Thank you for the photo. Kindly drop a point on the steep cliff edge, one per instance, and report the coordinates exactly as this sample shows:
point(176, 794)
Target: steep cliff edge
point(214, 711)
---
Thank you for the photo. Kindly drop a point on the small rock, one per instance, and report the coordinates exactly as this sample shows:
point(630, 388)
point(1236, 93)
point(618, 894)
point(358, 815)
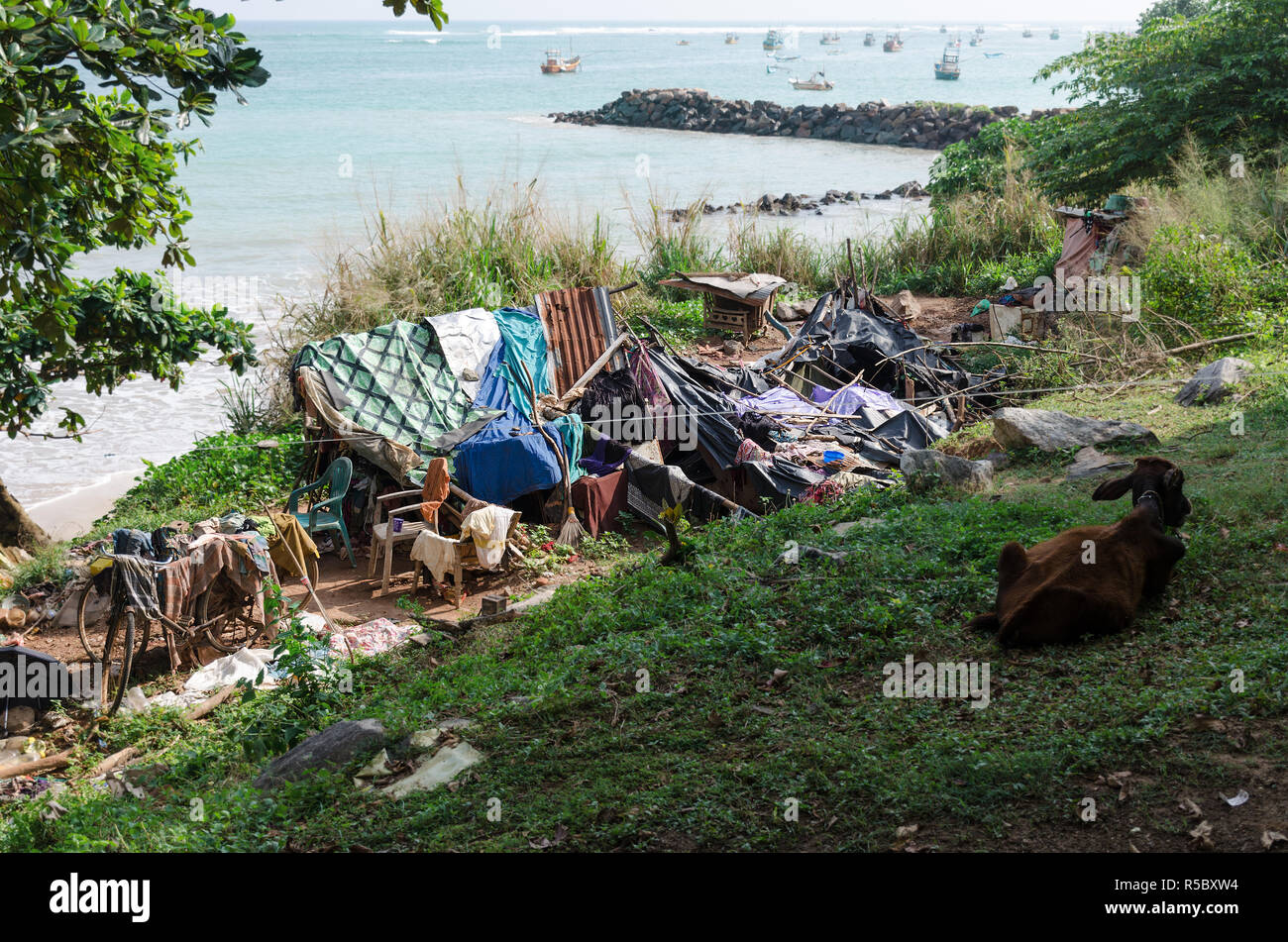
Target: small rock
---
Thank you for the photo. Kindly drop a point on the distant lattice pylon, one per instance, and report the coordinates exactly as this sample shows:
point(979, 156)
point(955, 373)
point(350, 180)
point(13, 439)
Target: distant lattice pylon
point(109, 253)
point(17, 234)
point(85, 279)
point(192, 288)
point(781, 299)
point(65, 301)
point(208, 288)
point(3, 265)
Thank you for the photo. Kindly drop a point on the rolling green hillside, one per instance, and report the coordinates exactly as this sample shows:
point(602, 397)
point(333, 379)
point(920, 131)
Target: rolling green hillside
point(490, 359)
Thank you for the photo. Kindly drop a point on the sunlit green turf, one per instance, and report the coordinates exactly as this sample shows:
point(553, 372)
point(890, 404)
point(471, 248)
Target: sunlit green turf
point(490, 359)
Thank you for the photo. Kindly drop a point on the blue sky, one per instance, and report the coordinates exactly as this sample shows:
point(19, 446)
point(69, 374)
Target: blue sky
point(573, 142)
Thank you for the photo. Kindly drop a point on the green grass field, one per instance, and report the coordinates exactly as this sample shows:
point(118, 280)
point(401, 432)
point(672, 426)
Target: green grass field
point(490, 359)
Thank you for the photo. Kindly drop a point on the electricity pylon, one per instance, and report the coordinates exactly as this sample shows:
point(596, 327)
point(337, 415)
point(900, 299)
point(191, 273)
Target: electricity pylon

### Exercise requirements
Put the lines of the data starting at the line containing "on the steep" and ending at the line containing "point(214, 711)" into a JSON list of strings, one string per line, omitting any blank lines.

### Solution for this task
[
  "Thank you for the photo. Kindly drop a point on the steep cliff edge, one per instance, and report the coordinates exactly as this sample shows:",
  "point(176, 794)",
  "Target: steep cliff edge",
  "point(214, 711)"
]